# Your goal:
Repeat the entries below exactly as they appear, with no pictures.
---- Entries supplied
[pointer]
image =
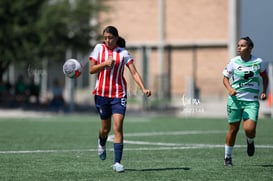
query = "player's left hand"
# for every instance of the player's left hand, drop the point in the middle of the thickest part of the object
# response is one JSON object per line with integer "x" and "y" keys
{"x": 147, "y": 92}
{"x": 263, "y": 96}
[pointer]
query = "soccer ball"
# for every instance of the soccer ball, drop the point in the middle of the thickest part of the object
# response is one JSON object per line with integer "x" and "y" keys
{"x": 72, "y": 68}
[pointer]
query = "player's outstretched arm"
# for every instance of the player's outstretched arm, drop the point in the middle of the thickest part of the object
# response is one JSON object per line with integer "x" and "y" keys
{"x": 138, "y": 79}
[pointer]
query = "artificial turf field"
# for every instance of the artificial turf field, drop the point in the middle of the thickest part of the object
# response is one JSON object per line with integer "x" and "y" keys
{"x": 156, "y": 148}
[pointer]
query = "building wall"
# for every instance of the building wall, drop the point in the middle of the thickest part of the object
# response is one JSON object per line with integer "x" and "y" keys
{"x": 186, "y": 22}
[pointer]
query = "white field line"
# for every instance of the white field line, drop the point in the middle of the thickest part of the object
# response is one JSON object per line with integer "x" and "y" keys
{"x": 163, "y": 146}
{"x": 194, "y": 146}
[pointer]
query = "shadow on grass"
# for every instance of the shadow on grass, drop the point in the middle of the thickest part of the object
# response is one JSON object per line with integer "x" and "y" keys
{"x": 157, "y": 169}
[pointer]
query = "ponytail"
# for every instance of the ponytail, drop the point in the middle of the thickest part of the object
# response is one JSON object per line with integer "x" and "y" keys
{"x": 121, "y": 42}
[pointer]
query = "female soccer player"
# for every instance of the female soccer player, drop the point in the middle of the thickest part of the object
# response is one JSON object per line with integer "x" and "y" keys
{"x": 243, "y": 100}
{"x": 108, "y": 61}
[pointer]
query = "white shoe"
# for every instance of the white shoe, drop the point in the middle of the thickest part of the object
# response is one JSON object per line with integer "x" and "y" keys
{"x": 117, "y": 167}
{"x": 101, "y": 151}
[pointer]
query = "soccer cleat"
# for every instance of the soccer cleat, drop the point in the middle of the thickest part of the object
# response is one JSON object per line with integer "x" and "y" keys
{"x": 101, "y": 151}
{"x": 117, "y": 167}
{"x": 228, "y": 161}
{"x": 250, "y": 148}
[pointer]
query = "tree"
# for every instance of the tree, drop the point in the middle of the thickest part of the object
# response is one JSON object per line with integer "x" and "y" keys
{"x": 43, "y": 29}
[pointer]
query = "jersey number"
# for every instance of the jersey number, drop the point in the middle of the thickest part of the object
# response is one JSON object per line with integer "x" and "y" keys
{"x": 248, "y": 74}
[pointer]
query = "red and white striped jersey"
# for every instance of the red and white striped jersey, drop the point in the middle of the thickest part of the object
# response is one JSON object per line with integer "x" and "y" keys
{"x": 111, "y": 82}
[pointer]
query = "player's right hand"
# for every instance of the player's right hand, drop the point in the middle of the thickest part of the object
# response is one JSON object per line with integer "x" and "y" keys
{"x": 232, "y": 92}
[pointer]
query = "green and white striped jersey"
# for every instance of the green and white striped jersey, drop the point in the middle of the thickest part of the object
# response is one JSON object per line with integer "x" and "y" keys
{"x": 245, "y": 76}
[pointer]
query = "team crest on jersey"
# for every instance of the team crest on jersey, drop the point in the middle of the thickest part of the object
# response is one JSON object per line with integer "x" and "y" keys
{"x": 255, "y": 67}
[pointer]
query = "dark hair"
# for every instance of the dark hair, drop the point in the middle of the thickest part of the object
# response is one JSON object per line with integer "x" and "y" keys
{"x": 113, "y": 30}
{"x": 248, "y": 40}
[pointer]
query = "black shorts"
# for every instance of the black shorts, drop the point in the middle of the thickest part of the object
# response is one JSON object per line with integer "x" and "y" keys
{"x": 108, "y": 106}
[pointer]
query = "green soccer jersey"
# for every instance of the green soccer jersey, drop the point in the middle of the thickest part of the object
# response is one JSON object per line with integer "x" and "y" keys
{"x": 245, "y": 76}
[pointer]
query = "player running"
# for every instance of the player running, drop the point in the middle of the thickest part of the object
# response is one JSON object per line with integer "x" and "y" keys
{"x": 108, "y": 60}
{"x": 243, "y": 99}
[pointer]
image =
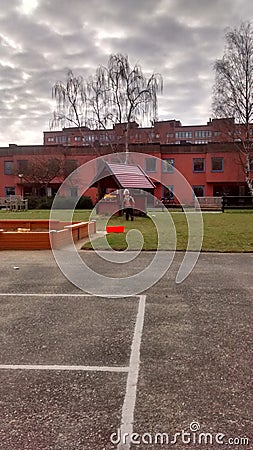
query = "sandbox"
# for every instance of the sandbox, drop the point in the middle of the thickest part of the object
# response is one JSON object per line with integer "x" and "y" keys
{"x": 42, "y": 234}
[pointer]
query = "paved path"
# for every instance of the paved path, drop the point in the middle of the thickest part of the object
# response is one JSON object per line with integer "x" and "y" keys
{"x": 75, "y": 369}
--------
# Answer to this problem:
[pointer]
image =
query = "player's left hand"
# for every instance of the player's left hand, drop the point in the middle of the thickest part of the object
# response is one JSON object per line with integer "x" and "y" keys
{"x": 147, "y": 92}
{"x": 263, "y": 96}
[pointer]
query = "soccer ball"
# for every instance of the soccer ball, drop the point in the middle of the thickest part of the object
# response is one JSON object per line with integer "x" and "y" keys
{"x": 72, "y": 68}
[pointer]
query = "player's outstretched arm"
# for every instance of the player's outstretched arm, drop the point in the middle of the thickest part of the object
# response is one JSON object per line with integer "x" and "y" keys
{"x": 138, "y": 79}
[pointer]
query = "artificial turf field"
# for every instance of the artificial turf field, drop the point in the middle of the thickest part of the object
# response is one JSON object per line with integer "x" and "y" keys
{"x": 156, "y": 148}
[pointer]
query = "building wall"
# for every instance of the building wall, drop the point in the middle of the thickest part of the object
# response is one JSON object per line with integer "x" and "y" keys
{"x": 186, "y": 22}
[pointer]
query = "white field line"
# for every instance of the white field line, drop the point in the middle of the thickest part of the object
# response is one JSON object per line with integer "x" and "y" keys
{"x": 163, "y": 146}
{"x": 194, "y": 146}
[pointer]
query = "shadow on grass"
# for every instance of the shadow on grass, drop the point in the middle of the thickest part of the object
# response is one JSON object per line with integer "x" and "y" keys
{"x": 157, "y": 169}
[pointer]
query = "ponytail"
# for every instance of the ponytail, drop the point in the middle of the thickest part of the object
# response is one JSON object per line with integer "x" and "y" keys
{"x": 121, "y": 42}
[pointer]
query = "female soccer player"
# for every instance of the female soccer player, drop the point in the middle of the thickest part of the object
# response is one JSON object per line with integer "x" and "y" keys
{"x": 243, "y": 100}
{"x": 108, "y": 61}
[pointer]
query = "white shoe"
# for every instance of the white shoe, drop the point in the middle of the thickest part of the object
# response is one JSON object per line with integer "x" and "y" keys
{"x": 117, "y": 167}
{"x": 101, "y": 151}
[pointer]
query = "soccer cleat"
# for every instance of the soccer cleat, drop the point in the middle of the thickest part of the object
# response is one JSON object per line with integer "x" and "y" keys
{"x": 101, "y": 151}
{"x": 117, "y": 167}
{"x": 228, "y": 161}
{"x": 250, "y": 148}
[pointer]
query = "tree"
# for every instance of the tree, drop the point in the middle of the thickest part of the object
# response is one JSON object per line with integer "x" and "y" keys
{"x": 43, "y": 29}
[pointer]
query = "jersey number"
# for every instance of the jersey number, drop the point in the middle of the thickest part of the object
# response is one JSON object per line with integer "x" and "y" keys
{"x": 248, "y": 74}
[pointer]
query = "red and white striped jersey"
# for every instance of the red and white striped jersey, drop the point in the middle of the thickest part of the object
# response is one JSON object per line with integer "x" and "y" keys
{"x": 111, "y": 82}
[pointer]
query = "player's right hand"
# for every instance of the player's right hand, drop the point in the middle of the thickest part of the object
# response is one JSON object per line with integer "x" and "y" keys
{"x": 232, "y": 92}
[pointer]
query = "green and white striped jersey"
# for every instance of the green and white striped jersey, drop the point in the middle of the thickest part of the object
# response is one JSON object per line with integer "x" and "y" keys
{"x": 245, "y": 76}
[pointer]
query = "team crest on jersey"
# for every instance of the team crest on jersey, drop the point in the middle of the thickest part of the object
# response is one JSON object per line with integer "x" and "y" keys
{"x": 255, "y": 67}
[pointer]
query = "dark hair"
# for every instance of the dark hair, drop the point in the middle of the thickest part of the object
# response is one JSON object per line with integer "x" and "y" keys
{"x": 113, "y": 30}
{"x": 248, "y": 40}
[pointer]
query = "black shorts"
# for every instance of the black shorts, drop the point in the middle of the thickest part of the object
# response is one JSON object per line with integer "x" and "y" keys
{"x": 108, "y": 106}
[pointer]
query = "green soccer jersey"
# for every instance of the green soccer jersey, drop the point in the middle of the thickest part of the object
# response is one JSON object per line with integer "x" and "y" keys
{"x": 245, "y": 76}
[pointer]
query = "player running"
# for every instance of the player running, drop the point in the middle of the thickest part of the object
# response is one JSON object per line with integer "x" and "y" keys
{"x": 108, "y": 60}
{"x": 243, "y": 99}
[pointer]
image =
query = "sandbox"
# for every instance of the sandbox, drop the point in the middle of the thickest part of the object
# response is one JSON object per line with integer "x" and "y" keys
{"x": 42, "y": 234}
[pointer]
query = "paved path"
# for every instance of the paved path, drop the point in the middle of the thickest part of the object
# response is one JSON object per line with integer "x" and "y" keys
{"x": 75, "y": 369}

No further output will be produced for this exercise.